Aim of the task
In the answer, every entry must appear exactly as given.

Given data
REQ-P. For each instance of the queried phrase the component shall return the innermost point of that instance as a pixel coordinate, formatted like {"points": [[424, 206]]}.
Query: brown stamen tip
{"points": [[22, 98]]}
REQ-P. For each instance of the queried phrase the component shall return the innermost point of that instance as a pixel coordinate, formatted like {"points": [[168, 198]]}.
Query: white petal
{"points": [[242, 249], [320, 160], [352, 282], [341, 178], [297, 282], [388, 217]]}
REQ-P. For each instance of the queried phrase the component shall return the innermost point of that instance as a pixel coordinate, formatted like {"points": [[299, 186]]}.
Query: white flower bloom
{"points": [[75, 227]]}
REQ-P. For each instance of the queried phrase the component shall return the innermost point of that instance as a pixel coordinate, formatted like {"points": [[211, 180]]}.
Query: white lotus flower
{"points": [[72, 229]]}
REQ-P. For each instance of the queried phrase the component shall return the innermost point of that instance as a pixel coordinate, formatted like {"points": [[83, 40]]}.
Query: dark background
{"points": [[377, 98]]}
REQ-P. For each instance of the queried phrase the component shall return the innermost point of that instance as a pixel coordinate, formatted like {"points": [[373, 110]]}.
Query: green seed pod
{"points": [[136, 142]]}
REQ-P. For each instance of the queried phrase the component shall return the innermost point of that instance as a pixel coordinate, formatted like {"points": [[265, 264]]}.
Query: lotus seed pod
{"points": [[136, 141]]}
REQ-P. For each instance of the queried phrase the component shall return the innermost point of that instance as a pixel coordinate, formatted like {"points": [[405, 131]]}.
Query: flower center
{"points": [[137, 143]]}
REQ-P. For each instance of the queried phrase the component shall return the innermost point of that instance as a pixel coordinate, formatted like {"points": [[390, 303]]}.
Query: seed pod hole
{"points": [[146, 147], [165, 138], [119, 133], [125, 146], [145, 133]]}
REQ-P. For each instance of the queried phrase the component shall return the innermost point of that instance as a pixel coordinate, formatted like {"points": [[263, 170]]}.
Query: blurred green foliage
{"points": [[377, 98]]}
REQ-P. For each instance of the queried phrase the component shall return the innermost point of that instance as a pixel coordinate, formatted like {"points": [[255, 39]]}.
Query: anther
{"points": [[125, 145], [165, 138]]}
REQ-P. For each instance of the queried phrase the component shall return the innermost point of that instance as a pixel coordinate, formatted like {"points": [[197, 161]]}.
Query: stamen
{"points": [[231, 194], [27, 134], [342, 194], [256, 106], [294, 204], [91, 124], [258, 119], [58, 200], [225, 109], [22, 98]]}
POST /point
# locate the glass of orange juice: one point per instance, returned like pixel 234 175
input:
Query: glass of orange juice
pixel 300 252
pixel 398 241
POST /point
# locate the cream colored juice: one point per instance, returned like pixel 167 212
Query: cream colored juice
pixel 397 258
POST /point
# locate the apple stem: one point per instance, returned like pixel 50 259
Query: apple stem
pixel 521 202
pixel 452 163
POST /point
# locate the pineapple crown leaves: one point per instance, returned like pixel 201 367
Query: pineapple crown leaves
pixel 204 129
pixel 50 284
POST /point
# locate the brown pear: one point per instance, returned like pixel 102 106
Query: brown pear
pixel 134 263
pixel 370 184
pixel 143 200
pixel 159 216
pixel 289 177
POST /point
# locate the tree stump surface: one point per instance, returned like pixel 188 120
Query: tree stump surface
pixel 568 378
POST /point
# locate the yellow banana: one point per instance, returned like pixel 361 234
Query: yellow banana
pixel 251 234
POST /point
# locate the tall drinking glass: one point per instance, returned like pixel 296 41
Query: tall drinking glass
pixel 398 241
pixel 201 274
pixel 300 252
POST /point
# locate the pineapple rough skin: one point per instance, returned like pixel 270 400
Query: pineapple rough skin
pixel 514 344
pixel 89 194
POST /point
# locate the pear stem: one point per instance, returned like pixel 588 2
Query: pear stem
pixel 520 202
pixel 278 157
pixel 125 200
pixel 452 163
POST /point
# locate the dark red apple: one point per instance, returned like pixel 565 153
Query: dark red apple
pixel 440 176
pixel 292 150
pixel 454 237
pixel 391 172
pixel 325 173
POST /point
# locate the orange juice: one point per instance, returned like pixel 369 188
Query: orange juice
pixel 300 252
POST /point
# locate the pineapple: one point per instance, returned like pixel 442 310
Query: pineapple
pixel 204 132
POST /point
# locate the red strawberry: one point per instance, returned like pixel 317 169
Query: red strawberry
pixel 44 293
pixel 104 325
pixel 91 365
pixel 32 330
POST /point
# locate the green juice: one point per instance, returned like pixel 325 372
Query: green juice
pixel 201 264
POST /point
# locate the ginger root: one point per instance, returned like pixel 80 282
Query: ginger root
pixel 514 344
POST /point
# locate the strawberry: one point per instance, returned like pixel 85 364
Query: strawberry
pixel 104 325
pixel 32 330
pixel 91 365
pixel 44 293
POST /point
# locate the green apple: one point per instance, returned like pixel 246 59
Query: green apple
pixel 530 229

Response area
REQ-P. For each instance of the queried phrase the component shall return the innermost point of that instance as a pixel coordinate, formatted like {"points": [[424, 206]]}.
Query: brown stamen tip
{"points": [[22, 98]]}
REQ-P. For each instance of the queried phrase the component shall return the innermost point of that instance as a pixel coordinate, formatted like {"points": [[168, 198]]}.
Query: white petal
{"points": [[242, 249], [320, 160], [352, 282], [341, 178], [297, 282], [388, 217]]}
REQ-P. For each instance of the queried phrase the component shall return the innermost point of that instance as a pixel coordinate, formatted like {"points": [[299, 186]]}.
Query: white flower bloom
{"points": [[75, 227]]}
REQ-P. For each instance of the queried phrase the component shall return the innermost point of that instance as a pixel coordinate, formatted like {"points": [[211, 180]]}.
Query: white lotus flower
{"points": [[72, 229]]}
REQ-P. For each instance of the queried phrase the component shall return the innermost point of that instance as a pixel coordinate, formatted like {"points": [[83, 40]]}.
Query: dark background
{"points": [[377, 98]]}
REQ-P. For each instance of the queried phrase the component shall return the innermost point of that instance as a pixel coordinate, formatted like {"points": [[373, 110]]}.
Query: green seed pod
{"points": [[136, 142]]}
REQ-P. For each instance of the queried phrase the component shall return the innermost point of that instance as a pixel coordinate, formatted like {"points": [[265, 264]]}.
Query: lotus seed pod
{"points": [[136, 141]]}
REQ-P. For each instance of the queried phrase the component shall return the innermost point of that instance as a pixel coordinate, formatted like {"points": [[405, 131]]}.
Query: flower center
{"points": [[137, 143]]}
REQ-P. For each instance of the queried phrase the component shall return the innermost point of that instance as a pixel coordinate, formatted like {"points": [[390, 303]]}.
Query: seed pod hole
{"points": [[146, 147], [165, 138], [119, 133], [125, 146], [145, 133]]}
REQ-P. For each instance of the queried phrase the component shall return the innermost point of that instance as a pixel coordinate, formatted like {"points": [[263, 170]]}.
Query: blurred green foliage
{"points": [[377, 98]]}
REQ-P. For each instance of the queried phrase the component shall return the innermost point of that instance as a pixel coordinate, formatted like {"points": [[255, 39]]}.
Query: anther
{"points": [[125, 145], [165, 138]]}
REQ-P. For each instance of the queried phrase the component shall return the innermost point of that instance as a pixel coordinate, formatted like {"points": [[197, 161]]}.
Query: stamen
{"points": [[231, 194], [27, 134], [342, 194], [256, 106], [294, 204], [91, 124], [258, 119], [58, 200], [225, 109], [22, 98]]}
POST /point
# locate the glass of orange juice: one point per instance, returned like pixel 234 175
input:
Query: glass of orange juice
pixel 300 252
pixel 398 241
POST /point
# locate the cream colored juice: one point per instance, returned like pixel 167 212
Query: cream colored juice
pixel 397 258
POST /point
# locate the apple stem: one point per instance, returned like pixel 50 259
Query: apple stem
pixel 521 202
pixel 452 163
POST /point
# locate the pineapple crown leaves: one point per instance, returned like pixel 201 367
Query: pineapple crown leaves
pixel 204 129
pixel 50 284
POST /point
# locate the brown pear: one point per instance, returned like pixel 102 106
Query: brown pear
pixel 134 263
pixel 370 184
pixel 143 200
pixel 159 216
pixel 289 177
POST /point
# locate the tree stump surface: one point per instance, returned like pixel 188 120
Query: tree stump surface
pixel 568 378
POST /point
# locate the yellow banana: one point per instance, returned like pixel 361 234
Query: yellow banana
pixel 251 234
POST /point
# locate the tall drinking glass: one point per instance, returned like pixel 296 41
Query: tall drinking glass
pixel 398 241
pixel 201 274
pixel 300 252
POST /point
# locate the pineapple rough skin: one point per instance, returned like pixel 270 400
Query: pineapple rough skin
pixel 514 344
pixel 89 194
POST /point
# locate the pear stem: one point per instance, returned like pixel 588 2
Query: pear stem
pixel 520 202
pixel 278 157
pixel 125 200
pixel 452 163
POST /point
# locate the dark red apple: one point per instance, returned like pixel 565 153
Query: dark red apple
pixel 440 176
pixel 292 150
pixel 454 237
pixel 391 172
pixel 325 173
POST /point
# locate the orange juice: one point per instance, returned like pixel 369 188
Query: orange juice
pixel 300 252
POST /point
# locate the pineapple: one point per instance, returned like pixel 442 310
Query: pineapple
pixel 204 132
POST /point
# locate the red strawberry: one point per instance, returned like pixel 317 169
Query: red strawberry
pixel 44 293
pixel 104 325
pixel 91 365
pixel 32 330
POST /point
# locate the green juice: one point per instance, returned like pixel 325 372
Query: green juice
pixel 201 264
POST /point
# locate the ginger root: one point per instance, returned like pixel 80 282
Query: ginger root
pixel 514 344
POST /point
# locate the strawberry: one point per instance, returned like pixel 85 364
Query: strawberry
pixel 104 325
pixel 32 330
pixel 91 365
pixel 44 293
POST /point
# locate the green apple: one point per instance, returned like pixel 246 59
Query: green apple
pixel 530 229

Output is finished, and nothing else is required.